YOUR OBJECTIVE
Print the line that contains "Where can you find the narrow" and every line after it through the last line of the records below, exactly as written and nothing else.

Point placement records:
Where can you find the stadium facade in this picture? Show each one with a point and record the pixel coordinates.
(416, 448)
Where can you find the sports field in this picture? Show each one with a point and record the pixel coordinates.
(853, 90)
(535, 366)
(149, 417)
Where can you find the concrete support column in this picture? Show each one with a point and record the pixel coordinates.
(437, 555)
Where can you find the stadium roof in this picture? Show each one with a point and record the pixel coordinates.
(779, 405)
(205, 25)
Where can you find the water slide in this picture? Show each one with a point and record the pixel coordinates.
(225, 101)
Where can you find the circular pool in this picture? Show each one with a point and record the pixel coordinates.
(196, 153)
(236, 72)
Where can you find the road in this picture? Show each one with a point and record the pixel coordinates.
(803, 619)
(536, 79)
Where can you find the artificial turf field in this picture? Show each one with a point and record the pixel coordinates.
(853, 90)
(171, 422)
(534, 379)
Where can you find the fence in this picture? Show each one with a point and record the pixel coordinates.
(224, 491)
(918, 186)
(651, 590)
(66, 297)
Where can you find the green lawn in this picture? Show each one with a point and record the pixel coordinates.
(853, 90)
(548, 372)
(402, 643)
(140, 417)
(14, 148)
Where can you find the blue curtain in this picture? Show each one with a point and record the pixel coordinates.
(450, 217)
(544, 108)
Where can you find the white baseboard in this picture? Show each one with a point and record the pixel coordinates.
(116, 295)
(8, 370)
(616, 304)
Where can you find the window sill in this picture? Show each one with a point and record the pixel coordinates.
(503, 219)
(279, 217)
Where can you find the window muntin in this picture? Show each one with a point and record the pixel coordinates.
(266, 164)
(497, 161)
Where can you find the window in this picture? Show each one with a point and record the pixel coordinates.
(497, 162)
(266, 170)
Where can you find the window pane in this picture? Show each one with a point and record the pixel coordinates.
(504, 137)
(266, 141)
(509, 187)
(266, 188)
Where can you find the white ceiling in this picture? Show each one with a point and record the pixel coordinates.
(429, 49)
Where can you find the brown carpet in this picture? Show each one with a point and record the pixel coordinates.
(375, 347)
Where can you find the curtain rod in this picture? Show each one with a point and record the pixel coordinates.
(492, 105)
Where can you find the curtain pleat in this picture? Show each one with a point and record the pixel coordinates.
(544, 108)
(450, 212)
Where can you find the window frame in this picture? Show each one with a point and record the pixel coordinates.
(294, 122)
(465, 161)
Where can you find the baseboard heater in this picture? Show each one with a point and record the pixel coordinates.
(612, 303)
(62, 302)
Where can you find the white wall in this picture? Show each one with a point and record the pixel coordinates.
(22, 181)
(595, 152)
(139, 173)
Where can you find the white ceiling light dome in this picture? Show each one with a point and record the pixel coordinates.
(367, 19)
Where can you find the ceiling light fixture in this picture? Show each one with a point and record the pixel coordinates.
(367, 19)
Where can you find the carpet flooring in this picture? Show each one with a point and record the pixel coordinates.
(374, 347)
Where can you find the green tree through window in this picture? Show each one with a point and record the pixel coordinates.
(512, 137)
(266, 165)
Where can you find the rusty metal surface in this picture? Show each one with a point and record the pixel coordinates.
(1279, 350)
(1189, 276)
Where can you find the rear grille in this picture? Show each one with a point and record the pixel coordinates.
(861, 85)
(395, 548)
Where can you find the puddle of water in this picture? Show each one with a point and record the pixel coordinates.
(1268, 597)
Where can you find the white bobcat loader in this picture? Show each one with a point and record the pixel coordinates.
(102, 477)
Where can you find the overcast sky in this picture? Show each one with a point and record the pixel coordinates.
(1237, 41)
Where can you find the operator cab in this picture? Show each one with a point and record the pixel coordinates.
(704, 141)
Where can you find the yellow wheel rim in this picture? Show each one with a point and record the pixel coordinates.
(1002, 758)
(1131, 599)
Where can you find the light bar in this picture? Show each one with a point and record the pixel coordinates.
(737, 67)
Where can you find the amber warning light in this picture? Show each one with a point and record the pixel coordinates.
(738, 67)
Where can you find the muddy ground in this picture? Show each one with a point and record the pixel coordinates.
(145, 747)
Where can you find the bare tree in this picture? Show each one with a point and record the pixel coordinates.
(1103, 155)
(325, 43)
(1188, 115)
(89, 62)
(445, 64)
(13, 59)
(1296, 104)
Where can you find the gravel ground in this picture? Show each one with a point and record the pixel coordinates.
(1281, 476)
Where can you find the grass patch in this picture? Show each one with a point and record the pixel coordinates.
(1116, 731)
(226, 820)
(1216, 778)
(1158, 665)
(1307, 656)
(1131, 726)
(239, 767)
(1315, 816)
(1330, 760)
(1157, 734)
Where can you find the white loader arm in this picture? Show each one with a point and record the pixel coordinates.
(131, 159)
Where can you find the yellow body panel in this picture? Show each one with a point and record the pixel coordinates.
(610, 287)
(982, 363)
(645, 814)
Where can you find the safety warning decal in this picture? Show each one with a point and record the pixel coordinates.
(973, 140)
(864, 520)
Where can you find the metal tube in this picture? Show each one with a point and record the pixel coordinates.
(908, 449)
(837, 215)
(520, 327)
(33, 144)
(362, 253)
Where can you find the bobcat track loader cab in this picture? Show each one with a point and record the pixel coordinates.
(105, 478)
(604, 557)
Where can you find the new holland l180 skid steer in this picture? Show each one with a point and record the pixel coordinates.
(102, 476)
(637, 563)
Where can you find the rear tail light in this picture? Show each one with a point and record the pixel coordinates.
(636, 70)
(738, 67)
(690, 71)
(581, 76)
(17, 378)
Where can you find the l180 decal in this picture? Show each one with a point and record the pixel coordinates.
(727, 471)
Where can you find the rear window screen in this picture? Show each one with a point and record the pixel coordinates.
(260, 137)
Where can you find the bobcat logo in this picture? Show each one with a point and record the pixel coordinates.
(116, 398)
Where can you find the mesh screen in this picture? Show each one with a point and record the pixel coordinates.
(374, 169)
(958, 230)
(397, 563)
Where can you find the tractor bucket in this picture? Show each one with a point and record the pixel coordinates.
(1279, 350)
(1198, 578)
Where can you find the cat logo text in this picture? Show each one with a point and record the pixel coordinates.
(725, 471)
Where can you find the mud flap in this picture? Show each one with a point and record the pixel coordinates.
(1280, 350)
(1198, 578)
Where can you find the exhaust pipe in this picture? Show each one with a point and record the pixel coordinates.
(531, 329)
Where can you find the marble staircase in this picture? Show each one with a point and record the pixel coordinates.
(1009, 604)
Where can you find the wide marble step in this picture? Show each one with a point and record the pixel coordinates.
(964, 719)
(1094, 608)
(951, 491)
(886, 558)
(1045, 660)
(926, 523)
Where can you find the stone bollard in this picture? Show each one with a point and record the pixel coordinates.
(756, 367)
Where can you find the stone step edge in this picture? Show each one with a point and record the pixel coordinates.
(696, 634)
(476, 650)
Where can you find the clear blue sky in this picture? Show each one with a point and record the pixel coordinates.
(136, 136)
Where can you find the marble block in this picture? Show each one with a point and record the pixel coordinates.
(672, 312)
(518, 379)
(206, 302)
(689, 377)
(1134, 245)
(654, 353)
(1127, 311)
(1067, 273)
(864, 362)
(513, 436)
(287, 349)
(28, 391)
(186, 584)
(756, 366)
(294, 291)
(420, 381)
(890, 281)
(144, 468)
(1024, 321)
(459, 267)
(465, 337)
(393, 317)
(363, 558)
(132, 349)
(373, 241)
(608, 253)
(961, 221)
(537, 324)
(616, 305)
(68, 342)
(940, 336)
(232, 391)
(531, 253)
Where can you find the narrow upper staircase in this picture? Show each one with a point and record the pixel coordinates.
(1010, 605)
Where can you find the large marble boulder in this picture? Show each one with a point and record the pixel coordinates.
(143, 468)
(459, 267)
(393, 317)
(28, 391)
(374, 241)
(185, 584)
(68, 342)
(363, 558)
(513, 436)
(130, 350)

TASK ANSWER
Where can you find the narrow upper staircase in this picture? Show each one with a point and record the pixel coordinates.
(1010, 605)
Where can you find the large marble boulder in this picture? Show each one with a point and record the pixel coordinates.
(143, 468)
(459, 267)
(393, 317)
(28, 391)
(374, 241)
(185, 584)
(68, 342)
(363, 558)
(513, 436)
(130, 350)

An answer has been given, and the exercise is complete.